## Instructions to follow
Locate the word "headboard" in the entries below, then gather every line that holds it.

Referring expression pointing data
========================

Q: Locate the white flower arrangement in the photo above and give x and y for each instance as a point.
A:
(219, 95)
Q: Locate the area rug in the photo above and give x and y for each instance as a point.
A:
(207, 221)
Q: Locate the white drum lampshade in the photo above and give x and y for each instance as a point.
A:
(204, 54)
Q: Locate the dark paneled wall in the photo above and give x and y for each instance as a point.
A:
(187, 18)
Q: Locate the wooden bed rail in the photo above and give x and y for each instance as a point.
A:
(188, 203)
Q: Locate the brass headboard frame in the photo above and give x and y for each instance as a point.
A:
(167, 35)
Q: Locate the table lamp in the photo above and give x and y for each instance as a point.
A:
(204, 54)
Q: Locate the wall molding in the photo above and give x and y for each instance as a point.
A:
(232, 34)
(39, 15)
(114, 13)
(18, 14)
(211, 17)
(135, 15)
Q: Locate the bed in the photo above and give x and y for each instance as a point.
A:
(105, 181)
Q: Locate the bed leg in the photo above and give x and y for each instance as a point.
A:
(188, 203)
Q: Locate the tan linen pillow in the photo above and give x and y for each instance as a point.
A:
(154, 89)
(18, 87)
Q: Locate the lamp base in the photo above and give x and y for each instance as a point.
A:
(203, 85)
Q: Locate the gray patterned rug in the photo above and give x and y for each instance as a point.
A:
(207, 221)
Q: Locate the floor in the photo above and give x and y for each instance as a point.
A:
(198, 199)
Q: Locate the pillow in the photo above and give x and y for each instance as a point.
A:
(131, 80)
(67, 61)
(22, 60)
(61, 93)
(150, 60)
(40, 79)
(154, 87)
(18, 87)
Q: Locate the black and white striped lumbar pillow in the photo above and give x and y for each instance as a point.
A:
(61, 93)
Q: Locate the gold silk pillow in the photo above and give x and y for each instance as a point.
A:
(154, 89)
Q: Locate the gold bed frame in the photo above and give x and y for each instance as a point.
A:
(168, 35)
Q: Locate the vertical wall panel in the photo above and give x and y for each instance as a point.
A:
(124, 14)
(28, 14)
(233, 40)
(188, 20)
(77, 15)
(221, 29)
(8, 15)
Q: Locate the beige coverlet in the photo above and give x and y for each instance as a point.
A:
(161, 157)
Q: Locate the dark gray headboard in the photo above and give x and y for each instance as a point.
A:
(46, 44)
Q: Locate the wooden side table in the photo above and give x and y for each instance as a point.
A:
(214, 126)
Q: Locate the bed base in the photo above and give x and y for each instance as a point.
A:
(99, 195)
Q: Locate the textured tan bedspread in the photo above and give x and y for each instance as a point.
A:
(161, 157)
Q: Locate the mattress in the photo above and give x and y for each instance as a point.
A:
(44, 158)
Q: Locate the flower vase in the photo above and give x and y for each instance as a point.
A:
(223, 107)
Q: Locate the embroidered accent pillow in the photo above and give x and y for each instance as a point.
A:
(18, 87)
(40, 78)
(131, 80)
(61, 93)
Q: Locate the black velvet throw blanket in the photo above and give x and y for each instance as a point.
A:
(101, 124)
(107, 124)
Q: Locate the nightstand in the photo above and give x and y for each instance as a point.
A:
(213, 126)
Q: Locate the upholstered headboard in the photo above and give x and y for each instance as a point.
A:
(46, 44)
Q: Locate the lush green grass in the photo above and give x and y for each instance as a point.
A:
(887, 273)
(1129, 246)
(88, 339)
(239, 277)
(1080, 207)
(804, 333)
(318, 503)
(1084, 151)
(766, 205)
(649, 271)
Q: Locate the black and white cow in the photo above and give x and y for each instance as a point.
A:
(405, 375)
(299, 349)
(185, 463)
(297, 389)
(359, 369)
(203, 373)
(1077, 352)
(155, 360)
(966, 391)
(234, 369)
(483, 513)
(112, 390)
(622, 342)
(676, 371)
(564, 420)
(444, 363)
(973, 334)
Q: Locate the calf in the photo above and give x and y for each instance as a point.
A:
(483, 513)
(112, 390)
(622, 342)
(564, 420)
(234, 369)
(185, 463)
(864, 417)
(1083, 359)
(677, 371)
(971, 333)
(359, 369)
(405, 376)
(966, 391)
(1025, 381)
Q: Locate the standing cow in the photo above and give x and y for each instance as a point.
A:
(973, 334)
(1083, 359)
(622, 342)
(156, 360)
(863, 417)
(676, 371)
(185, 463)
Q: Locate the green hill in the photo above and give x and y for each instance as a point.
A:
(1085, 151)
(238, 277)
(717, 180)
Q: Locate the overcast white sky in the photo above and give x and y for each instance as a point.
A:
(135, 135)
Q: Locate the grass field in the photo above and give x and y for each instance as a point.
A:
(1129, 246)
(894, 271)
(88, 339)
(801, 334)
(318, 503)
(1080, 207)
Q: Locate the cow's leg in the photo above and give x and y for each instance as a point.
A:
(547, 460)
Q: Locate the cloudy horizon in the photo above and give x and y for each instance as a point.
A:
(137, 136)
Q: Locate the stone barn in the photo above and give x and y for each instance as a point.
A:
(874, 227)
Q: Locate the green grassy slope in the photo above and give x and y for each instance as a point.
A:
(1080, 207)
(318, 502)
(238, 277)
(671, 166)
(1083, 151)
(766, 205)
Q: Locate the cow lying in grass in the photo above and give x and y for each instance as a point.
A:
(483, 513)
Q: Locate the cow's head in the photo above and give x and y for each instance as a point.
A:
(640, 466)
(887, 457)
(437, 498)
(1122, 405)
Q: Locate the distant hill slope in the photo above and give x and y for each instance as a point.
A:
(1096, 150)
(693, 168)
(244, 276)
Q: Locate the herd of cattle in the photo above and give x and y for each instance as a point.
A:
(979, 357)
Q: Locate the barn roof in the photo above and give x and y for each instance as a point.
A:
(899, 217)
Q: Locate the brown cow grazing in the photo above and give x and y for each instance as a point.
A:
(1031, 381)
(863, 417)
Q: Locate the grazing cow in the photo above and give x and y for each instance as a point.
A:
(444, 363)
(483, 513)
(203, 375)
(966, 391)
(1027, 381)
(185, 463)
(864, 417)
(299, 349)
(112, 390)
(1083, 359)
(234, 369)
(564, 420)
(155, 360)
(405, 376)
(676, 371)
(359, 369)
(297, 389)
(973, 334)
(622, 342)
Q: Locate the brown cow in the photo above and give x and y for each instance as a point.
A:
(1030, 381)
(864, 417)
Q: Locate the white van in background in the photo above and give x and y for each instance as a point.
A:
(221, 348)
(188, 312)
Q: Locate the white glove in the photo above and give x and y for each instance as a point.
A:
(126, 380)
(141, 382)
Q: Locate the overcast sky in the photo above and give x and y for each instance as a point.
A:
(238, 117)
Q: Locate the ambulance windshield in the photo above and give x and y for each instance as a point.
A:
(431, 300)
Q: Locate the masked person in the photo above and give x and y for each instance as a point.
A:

========================

## Written response
Q: Locate the brass headboard frame in the photo above and give x and y for each instance as a point.
Q: Locate the dark gray headboard in the photo above and give x and y for each instance as a point.
Q: Locate the upholstered headboard in the photo above and give x and y for each instance as a point.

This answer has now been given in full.